+++ GIVEN INFORMATION +++
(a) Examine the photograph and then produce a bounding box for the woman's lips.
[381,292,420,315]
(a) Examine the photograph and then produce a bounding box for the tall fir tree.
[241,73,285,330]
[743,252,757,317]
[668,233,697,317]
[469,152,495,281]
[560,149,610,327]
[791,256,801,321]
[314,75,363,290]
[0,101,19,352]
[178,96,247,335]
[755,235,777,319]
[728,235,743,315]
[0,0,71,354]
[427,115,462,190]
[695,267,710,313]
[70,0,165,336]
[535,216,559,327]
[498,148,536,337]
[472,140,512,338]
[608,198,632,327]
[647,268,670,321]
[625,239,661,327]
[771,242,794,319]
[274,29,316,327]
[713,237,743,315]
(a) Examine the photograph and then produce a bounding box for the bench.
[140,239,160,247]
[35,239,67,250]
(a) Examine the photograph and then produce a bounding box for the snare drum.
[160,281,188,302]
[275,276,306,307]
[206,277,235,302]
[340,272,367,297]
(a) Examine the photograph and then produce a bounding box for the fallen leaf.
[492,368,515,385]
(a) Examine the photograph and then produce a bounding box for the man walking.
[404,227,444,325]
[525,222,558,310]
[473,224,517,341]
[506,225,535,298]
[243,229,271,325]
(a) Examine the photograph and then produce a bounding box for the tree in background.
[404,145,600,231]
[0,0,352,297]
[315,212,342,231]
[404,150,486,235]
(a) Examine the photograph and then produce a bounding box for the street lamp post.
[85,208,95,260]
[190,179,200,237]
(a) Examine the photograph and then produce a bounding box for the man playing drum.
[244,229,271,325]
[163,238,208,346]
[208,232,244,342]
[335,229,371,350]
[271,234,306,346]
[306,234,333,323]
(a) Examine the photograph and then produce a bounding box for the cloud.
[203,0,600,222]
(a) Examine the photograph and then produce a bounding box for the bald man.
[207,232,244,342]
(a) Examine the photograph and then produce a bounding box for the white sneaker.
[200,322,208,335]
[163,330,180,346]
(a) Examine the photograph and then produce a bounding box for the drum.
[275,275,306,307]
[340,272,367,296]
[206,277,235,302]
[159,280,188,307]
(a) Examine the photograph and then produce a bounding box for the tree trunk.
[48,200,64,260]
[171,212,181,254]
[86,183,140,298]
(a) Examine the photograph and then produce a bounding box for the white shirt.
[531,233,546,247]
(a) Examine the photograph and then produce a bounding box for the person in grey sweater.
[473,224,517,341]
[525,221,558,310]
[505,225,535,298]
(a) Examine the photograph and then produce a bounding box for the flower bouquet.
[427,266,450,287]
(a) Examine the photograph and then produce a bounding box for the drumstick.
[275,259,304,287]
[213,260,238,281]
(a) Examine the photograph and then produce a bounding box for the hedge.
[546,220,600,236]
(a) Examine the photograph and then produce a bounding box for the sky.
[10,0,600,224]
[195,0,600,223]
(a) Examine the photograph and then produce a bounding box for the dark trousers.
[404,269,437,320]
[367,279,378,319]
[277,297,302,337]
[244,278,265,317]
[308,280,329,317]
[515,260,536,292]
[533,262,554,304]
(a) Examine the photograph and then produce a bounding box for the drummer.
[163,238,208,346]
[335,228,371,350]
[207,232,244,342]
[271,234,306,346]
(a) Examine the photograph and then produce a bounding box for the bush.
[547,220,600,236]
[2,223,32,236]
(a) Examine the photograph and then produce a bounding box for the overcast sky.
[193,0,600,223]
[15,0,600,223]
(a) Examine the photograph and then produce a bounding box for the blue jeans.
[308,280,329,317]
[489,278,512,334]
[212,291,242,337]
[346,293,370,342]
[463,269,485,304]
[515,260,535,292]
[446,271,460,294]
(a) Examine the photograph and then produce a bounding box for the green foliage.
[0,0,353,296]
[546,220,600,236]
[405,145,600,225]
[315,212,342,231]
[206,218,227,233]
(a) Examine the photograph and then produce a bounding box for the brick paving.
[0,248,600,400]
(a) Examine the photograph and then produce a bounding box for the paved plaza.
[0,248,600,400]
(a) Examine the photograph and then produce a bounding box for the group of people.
+++
## WORK TO BE COMPLETED
Reproduce every line of the listing above verbatim, in the original order and with no omissions.

## RESPONSE FOR THIS EXERCISE
(a) Examine the photograph and then produce a bounding box for the woman's lips.
[381,292,420,315]
(a) Examine the photograph and then produce a bounding box for the tall fir tree.
[241,73,285,330]
[743,252,757,317]
[668,233,697,317]
[469,152,495,281]
[560,149,610,327]
[791,256,801,321]
[314,75,363,290]
[0,101,19,352]
[178,96,247,335]
[755,235,777,319]
[728,235,743,315]
[0,0,71,354]
[427,115,462,190]
[695,267,710,313]
[70,0,165,336]
[535,216,559,327]
[498,148,536,337]
[472,140,512,338]
[608,198,632,327]
[647,268,670,321]
[625,239,661,327]
[771,242,794,319]
[274,29,316,327]
[713,237,743,315]
(a) Examine the photograph and then produce a bounding box for the bench.
[140,239,160,247]
[35,239,67,250]
(a) Examine the photograph and then produce a bounding box for the snare drum.
[160,281,188,302]
[275,276,306,307]
[206,277,235,302]
[340,272,367,297]
(a) Examine the photograph and then produce a bounding box for the fallen leaf.
[492,368,515,385]
(a) Examine the photograph and then produce a bounding box for the man walking.
[404,227,444,325]
[525,222,558,310]
[473,224,517,341]
[506,225,535,298]
[243,229,271,325]
(a) Examine the photograph and then produce a bounding box for the tree in background.
[404,145,600,231]
[0,0,352,297]
[315,212,342,231]
[404,150,486,235]
(a) Examine the photograph and then produce a bounding box for the street lamp post.
[85,208,95,260]
[190,179,200,237]
(a) Examine the photograph and then produce a bounding box for the man playing drum.
[244,229,271,325]
[163,238,208,346]
[208,232,244,342]
[335,229,371,350]
[271,234,306,346]
[306,234,333,323]
(a) Examine the photograph and then produce a bounding box for the cloud.
[203,0,600,222]
(a) Examine the photograph and then produce a bounding box for the bald man.
[207,232,244,342]
(a) Examine the photograph and then produce a bounding box for the white sneaker.
[200,322,208,335]
[163,330,180,346]
(a) Examine the photograph and then produce a bounding box for the drum.
[275,275,306,307]
[340,272,367,296]
[206,277,235,302]
[159,280,188,307]
(a) Examine the photograph and then produce a bounding box for the tree trunk.
[48,200,64,260]
[171,212,181,254]
[86,183,140,298]
(a) Examine the photograph and then produce a bounding box for the white shirt.
[531,233,546,247]
(a) Examine the photograph and then produce a bounding box for the person in grey sweater.
[473,224,517,341]
[525,221,558,310]
[505,225,535,298]
(a) Examine the photograph and then produce a bounding box for the flower bouquet.
[427,266,450,287]
(a) Examine the photograph and then produce a bounding box for the drumstick.
[275,259,304,287]
[213,260,238,281]
(a) Examine the photograph and then produce a bounding box for the hedge.
[546,220,600,236]
(a) Examine the photograph and then produce a bounding box for the sky.
[10,0,600,224]
[195,0,600,223]
(a) Examine the photograph and then produce a bounding box for the dark trousers.
[404,269,437,320]
[367,279,378,319]
[277,297,302,337]
[244,278,265,317]
[308,280,329,317]
[515,260,536,292]
[533,262,554,304]
(a) Examine the photograph and then produce a bounding box for the drummer.
[163,238,208,346]
[335,228,371,350]
[207,232,244,342]
[271,234,306,346]
(a) Examine the photograph and then produce a bounding box for the bush.
[547,220,600,236]
[2,223,32,236]
(a) Examine the photograph and then produce a bounding box for the overcast sky.
[193,0,600,223]
[15,0,600,223]
(a) Examine the photograph and then produce a bounding box for the blue jeans.
[308,280,329,317]
[489,278,512,334]
[212,291,242,337]
[346,293,370,342]
[463,269,485,304]
[515,260,535,292]
[446,271,460,294]
(a) Examine the photograph and then produce a bounding box for the green foliage.
[0,0,353,296]
[546,220,600,236]
[405,145,600,225]
[315,212,342,231]
[206,218,227,233]
(a) Examine the photograph and then produce a bounding box for the brick paving.
[0,248,600,400]
(a) Examine the photograph and then produce a bounding box for the paved plaza.
[0,248,600,400]
(a) Examine the photograph and then produce a bounding box for the group of people.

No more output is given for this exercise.